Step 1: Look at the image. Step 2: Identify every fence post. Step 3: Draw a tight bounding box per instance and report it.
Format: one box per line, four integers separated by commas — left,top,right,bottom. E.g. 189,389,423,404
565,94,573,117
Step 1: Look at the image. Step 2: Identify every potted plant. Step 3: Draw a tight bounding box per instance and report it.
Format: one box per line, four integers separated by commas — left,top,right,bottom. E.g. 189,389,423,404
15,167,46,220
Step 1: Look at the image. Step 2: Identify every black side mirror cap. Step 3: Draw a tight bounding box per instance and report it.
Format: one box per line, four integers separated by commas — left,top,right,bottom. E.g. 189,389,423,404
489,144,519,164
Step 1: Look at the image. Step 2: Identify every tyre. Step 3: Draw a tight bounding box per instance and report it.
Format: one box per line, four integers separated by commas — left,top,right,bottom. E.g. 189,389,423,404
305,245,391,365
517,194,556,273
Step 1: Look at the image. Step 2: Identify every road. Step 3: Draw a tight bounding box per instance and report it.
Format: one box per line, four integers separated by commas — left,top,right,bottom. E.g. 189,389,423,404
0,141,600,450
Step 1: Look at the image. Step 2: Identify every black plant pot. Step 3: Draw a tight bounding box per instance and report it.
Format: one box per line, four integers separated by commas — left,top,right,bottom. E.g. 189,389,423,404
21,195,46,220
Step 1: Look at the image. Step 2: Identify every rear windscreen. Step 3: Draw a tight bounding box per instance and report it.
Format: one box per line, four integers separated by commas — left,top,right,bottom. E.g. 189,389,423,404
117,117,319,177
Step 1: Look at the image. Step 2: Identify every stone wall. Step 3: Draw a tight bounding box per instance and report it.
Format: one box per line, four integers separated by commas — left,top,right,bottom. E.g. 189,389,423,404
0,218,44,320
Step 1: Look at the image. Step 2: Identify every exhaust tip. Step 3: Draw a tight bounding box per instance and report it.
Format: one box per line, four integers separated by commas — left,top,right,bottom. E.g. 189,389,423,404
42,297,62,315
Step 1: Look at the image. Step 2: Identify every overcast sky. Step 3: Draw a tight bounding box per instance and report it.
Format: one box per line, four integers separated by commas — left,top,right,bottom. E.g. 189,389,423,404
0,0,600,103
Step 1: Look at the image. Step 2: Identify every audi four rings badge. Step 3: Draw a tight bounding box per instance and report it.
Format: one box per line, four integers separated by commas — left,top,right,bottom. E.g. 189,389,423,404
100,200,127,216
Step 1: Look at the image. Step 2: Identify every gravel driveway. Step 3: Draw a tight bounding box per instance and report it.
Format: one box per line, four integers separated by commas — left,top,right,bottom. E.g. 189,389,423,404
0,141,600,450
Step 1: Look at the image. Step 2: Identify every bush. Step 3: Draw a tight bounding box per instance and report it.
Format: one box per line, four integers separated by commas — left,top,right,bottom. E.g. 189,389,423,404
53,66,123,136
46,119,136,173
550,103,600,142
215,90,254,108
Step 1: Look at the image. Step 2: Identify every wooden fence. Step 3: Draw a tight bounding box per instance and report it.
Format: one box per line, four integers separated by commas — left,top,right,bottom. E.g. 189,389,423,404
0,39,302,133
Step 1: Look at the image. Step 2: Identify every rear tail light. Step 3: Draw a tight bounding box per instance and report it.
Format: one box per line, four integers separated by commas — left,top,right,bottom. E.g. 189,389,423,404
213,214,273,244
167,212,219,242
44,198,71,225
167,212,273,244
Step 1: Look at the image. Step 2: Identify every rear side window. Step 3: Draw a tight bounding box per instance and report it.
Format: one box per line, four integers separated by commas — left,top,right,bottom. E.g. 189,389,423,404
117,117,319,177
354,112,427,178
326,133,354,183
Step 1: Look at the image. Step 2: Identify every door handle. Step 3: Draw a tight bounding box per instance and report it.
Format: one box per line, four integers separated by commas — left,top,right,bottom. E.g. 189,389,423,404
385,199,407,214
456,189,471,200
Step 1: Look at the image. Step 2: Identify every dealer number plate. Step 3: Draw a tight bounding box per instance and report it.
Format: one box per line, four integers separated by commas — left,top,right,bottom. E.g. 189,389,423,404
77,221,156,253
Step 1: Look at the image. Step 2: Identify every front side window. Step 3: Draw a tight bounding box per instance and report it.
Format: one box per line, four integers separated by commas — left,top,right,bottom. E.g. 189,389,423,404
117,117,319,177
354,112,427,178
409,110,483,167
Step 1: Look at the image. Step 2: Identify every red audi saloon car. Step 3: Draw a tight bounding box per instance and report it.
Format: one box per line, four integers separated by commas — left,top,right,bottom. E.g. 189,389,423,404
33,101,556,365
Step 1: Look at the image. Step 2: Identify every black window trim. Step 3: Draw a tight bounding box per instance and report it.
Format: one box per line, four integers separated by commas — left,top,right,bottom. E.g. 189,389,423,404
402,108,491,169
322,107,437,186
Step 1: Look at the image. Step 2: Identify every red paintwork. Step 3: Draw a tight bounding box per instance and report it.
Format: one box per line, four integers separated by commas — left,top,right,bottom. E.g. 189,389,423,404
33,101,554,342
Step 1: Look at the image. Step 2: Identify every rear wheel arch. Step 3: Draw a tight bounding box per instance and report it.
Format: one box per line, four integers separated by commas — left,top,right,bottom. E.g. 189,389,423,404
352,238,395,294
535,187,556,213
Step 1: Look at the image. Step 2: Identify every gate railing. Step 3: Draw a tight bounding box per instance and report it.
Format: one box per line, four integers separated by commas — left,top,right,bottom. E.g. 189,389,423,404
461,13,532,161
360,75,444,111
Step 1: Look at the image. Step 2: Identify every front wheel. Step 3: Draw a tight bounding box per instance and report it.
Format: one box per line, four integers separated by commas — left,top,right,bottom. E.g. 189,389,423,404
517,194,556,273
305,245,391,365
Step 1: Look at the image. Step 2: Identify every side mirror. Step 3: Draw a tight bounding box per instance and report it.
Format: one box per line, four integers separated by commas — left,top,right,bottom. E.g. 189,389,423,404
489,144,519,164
--------------------------------------------------
» Task objective
Write out every one of the records above again, word for word.

» Reply
Step 1: Look at the image. Step 2: Identify every fence post. Step 3: Draw a tight bounding box per instance and report it.
Format: one box per line, four integers separated by commas — left,top,right,bottom. E.g. 189,389,423,404
565,94,573,117
Step 1: Look at the image. Step 2: Identify every potted plant. Step 3: Draw a tight bounding box per instance and report it.
Format: one box per line, four integers separated by commas — left,top,right,bottom. E.g. 189,389,423,404
15,167,46,220
Step 1: Look at the image. Step 2: Identify every black side mirror cap. Step 3: Draw a tight bounding box per instance and report it.
Format: one box per line, four integers separated by commas — left,top,right,bottom. E.g. 189,389,423,404
489,144,519,164
Step 1: Look at the image. Step 2: Identify every tyre. Step 3: Draw a tight bounding box per instance and report it.
Format: one box per line, four integers separated by commas — left,top,right,bottom. E.g. 189,389,423,404
305,245,391,365
517,194,556,273
Step 1: Look at the image. Step 2: Identify every road. Step 3: Draw a tight bounding box per instance and report it.
Format: one box per line, four integers separated by commas — left,top,right,bottom. E.g. 189,389,423,404
0,141,600,450
Step 1: Look at the image. Step 2: Identify every black plant pot. Step 3: Draw a tight bounding box per instance and report it.
Format: one box per line, four integers separated by commas — left,top,right,bottom. E.g. 189,389,423,404
21,195,46,220
Step 1: Look at the image. Step 2: Identify every rear windscreen. Step 3: Draw a tight bounding box per instance and report it.
Format: one box per line, four integers separated by commas — left,top,right,bottom. E.g. 189,389,423,404
117,117,319,177
Step 1: Look at the image. Step 2: Identify every stone wall. Step 3: Draw a tight bounding box per instance and report it.
Format: one box per line, four integers separated by commas — left,top,right,bottom. E.g. 189,389,423,404
0,218,44,320
Step 1: Look at the image. Step 2: Identify every exhaust tip. Step 3: Draw a tight bounding box per instance and report it.
Format: one box per line, four integers separated by commas — left,top,right,bottom. E.g. 189,389,423,404
42,297,62,315
Step 1: Look at the image. Step 2: Identify every overcast sky. Step 3: Draw a tight bounding box per instance and report it.
Format: one box per line, four integers separated by commas — left,top,right,bottom. E.g. 189,389,423,404
0,0,600,103
Step 1: Look at the image. Step 2: Identify every audi four rings badge. Step 3: Draw a tight bounding box per instance and report it.
Format: one box per line, four integers separated by commas — left,top,right,bottom. E.g. 189,389,423,404
100,200,127,216
Step 1: Look at the image. Step 2: Identify every gravel driveway. Step 3: Draw a tight bounding box per instance and report it.
Format: one box per line, four integers separated by commas — left,top,right,bottom. E.g. 189,389,423,404
0,141,600,450
Step 1: Look at the image. Step 2: Identify every bush. Step 3: Draw a tight bounding box per instance and report it.
Format: one box per line, four integers separated by commas — left,top,right,bottom. E.g. 189,389,423,404
53,66,123,136
46,119,136,173
550,103,600,142
215,90,254,108
Step 1: Look at the image. Step 2: Identify every wooden fence. Step 3: Draw a tight bounding box per instance and report it.
Format: one box per line, four integers separated by commas — left,top,right,bottom. E.g. 189,389,423,404
0,39,302,133
Step 1: Look at the image. Step 2: Identify every rear tail light. Step 3: Draw a tight bounding box per instance and report it.
Format: one box per line, four integers separated by commas — left,top,right,bottom. E.g. 189,389,423,404
213,214,273,244
167,212,219,242
44,198,71,225
167,212,273,244
Step 1: Look at the image. Step 2: Identify every rear side window. Step 3: Draw a tight bounding box per instance and report it.
Format: one box per line, four integers separated by commas — left,top,right,bottom. E.g. 189,389,423,404
117,117,319,177
354,112,427,178
326,133,354,183
Step 1: Look at the image. Step 2: Identify every door handle. Step 3: Draw a tight bounding box per instance and report it.
Format: one box per line, four integers separated by commas — left,top,right,bottom. E.g. 189,389,423,404
385,199,407,214
456,189,471,200
Step 1: Look at the image. Step 2: Identify every dealer number plate. Step 3: Draw a tight bounding box per instance and report it.
Format: one box per line, four integers separated by commas — left,top,right,bottom. E.g. 189,389,423,404
77,221,156,253
Step 1: Look at the image. Step 2: Identify every front side window. Step 3: Draw a tight bounding box per instance and report it.
Format: one box per line, four integers separated by commas — left,top,right,bottom. E.g. 189,389,423,404
117,117,319,177
354,112,427,178
409,110,483,167
Step 1: Look at the image. Step 2: Identify every red audi saloon car. Step 3: Draw a tight bounding box per instance and report it.
Format: one box per line, four integers separated by commas — left,top,right,bottom. E.g. 189,389,423,404
33,101,556,365
Step 1: Look at the image. Step 2: Identify every black window trim. Step 3: Draw a tight bounding box per instance and report it.
Format: one box per line, four integers separated by commas — left,top,right,bottom. E.g. 189,389,423,404
402,108,491,169
322,107,437,186
Step 1: Look at the image. Step 2: Identify every red paintwork. Step 3: Draw a tight bounding box per instance and report it.
Format: one box per line, four integers separated by commas — left,top,right,bottom. E.g. 189,389,423,404
33,101,554,342
Step 1: Look at the image. Step 2: Identify every rear wheel arch. Step 3: Draw a tight bounding box per instance and report it.
Format: one box per line, four integers separated by commas — left,top,right,bottom. E.g. 189,389,423,404
352,238,395,294
535,187,556,213
Step 1: Look at the image. Step 2: Identify every gate railing. Step 3: Draw a tight bounding box per instance and report it.
Format: one box per line, four integers separated by commas — left,top,right,bottom. E.g. 189,389,423,404
461,13,532,161
360,75,444,111
Step 1: Look at the image. Step 2: Identify every front wheel. Step 3: Draw a tight bounding box per instance and report it.
Format: one box per line, four integers separated by commas — left,top,right,bottom. E.g. 189,389,423,404
517,194,556,273
305,245,391,365
Step 1: Look at the image. Step 2: Identify every side mirror. Step 3: Draw a tight bounding box per instance and report it.
Format: one box per line, four integers separated by commas — left,top,right,bottom. E.g. 189,389,423,404
489,144,519,164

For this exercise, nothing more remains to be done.